**Problem description**
Copy out the material from the line holding "Q: For each instance of the black" through the end of the material, inclusive, substituting "headlamp" for "headlight" and leaving everything else unchanged.

**Data**
☆ ☆ ☆ ☆ ☆ ☆ ☆

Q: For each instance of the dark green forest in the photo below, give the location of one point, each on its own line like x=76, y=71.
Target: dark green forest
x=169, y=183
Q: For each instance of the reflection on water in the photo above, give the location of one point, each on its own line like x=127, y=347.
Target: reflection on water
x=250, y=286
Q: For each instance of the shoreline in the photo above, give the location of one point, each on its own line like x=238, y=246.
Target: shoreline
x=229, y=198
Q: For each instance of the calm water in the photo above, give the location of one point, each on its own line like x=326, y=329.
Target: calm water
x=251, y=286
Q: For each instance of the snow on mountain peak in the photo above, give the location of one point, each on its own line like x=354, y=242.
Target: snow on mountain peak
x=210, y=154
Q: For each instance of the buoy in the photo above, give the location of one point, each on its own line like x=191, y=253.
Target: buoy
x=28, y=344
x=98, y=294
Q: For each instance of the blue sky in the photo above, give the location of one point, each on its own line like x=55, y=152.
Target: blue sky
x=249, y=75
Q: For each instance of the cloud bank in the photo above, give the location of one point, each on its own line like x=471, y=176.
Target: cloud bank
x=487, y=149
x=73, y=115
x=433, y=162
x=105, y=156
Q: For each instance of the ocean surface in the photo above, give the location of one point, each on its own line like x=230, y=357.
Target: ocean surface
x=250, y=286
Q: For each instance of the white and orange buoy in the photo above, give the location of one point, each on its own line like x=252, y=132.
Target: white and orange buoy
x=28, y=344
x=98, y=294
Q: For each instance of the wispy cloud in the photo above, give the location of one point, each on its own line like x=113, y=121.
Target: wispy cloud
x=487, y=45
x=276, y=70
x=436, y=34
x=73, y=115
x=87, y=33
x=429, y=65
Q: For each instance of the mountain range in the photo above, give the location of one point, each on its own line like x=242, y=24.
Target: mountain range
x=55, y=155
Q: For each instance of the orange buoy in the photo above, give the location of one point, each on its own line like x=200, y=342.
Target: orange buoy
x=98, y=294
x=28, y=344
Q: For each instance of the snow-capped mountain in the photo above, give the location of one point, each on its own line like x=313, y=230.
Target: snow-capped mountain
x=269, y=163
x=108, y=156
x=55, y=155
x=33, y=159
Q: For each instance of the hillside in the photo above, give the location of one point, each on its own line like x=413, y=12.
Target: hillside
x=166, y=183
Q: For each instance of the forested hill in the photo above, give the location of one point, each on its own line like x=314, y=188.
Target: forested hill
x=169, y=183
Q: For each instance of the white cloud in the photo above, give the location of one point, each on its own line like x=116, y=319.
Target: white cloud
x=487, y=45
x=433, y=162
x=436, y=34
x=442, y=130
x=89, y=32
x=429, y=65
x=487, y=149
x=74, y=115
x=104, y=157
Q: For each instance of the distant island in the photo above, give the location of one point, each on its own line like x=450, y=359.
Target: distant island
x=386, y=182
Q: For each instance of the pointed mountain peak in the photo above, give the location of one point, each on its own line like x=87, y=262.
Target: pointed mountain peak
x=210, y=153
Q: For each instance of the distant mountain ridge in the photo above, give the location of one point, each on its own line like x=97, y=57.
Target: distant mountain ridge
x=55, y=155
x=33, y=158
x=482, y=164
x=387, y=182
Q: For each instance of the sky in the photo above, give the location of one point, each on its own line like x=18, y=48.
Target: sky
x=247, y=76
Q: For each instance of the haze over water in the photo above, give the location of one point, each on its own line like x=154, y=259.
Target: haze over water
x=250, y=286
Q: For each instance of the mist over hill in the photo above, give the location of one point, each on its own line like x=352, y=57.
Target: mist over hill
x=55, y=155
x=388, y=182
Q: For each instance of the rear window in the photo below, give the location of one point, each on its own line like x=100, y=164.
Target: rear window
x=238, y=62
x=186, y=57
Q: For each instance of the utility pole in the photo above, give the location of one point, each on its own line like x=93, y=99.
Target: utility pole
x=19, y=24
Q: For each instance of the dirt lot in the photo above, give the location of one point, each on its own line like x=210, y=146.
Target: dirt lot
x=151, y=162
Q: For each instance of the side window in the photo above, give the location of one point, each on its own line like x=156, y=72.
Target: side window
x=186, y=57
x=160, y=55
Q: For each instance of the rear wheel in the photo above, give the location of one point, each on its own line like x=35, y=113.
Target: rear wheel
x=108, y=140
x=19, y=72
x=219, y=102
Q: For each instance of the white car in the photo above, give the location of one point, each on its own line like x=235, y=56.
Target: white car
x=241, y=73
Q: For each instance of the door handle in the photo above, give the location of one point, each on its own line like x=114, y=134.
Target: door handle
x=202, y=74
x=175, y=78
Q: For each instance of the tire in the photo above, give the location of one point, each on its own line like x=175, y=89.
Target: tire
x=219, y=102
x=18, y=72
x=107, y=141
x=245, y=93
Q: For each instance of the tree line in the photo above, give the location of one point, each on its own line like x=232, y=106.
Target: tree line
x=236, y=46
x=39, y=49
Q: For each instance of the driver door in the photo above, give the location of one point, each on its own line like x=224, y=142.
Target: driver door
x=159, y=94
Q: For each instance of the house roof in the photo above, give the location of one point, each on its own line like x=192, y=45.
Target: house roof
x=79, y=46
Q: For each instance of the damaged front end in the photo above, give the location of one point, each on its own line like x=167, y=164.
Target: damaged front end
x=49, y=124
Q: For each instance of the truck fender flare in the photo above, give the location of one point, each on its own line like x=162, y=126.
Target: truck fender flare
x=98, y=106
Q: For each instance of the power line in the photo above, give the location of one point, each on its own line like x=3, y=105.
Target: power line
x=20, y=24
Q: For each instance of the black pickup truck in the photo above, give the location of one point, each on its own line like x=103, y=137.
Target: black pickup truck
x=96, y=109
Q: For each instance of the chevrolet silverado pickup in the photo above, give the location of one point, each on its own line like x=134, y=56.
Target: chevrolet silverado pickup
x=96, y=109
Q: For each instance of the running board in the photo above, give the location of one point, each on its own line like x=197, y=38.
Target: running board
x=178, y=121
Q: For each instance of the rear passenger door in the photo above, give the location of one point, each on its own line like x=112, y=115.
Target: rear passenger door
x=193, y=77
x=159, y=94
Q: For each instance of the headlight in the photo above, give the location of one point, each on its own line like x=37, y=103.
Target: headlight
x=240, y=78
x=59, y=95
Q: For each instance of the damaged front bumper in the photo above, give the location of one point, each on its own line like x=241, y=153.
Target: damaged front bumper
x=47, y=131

☆ ☆ ☆ ☆ ☆ ☆ ☆

**Response below**
Q: For each instance of the black pickup truck in the photo above, give the location of one point, each on its own line like x=103, y=137.
Target: black pickup truck
x=96, y=109
Q: For each instance of the chevrolet silverado pickup in the photo above, give the location of one point, each on its own line like x=134, y=56.
Target: chevrolet silverado pickup
x=96, y=109
Q: For each instance of the running board in the photo above, give the location of one point, each on its own line like x=197, y=38.
Target: running board
x=178, y=121
Q: For each instance of the rear passenger door in the photo above, give the location of one point, each on its own line like x=112, y=115.
Target: rear passenger door
x=193, y=77
x=159, y=94
Q: For each instance of the headlamp in the photo above, give the location of one point, each on its own line like x=37, y=103.
Target: headlamp
x=240, y=78
x=59, y=95
Q: For each instance of the damaged front bumper in the photo above, give the location of one point, each on its own line like x=241, y=153.
Target: damaged front bumper
x=47, y=131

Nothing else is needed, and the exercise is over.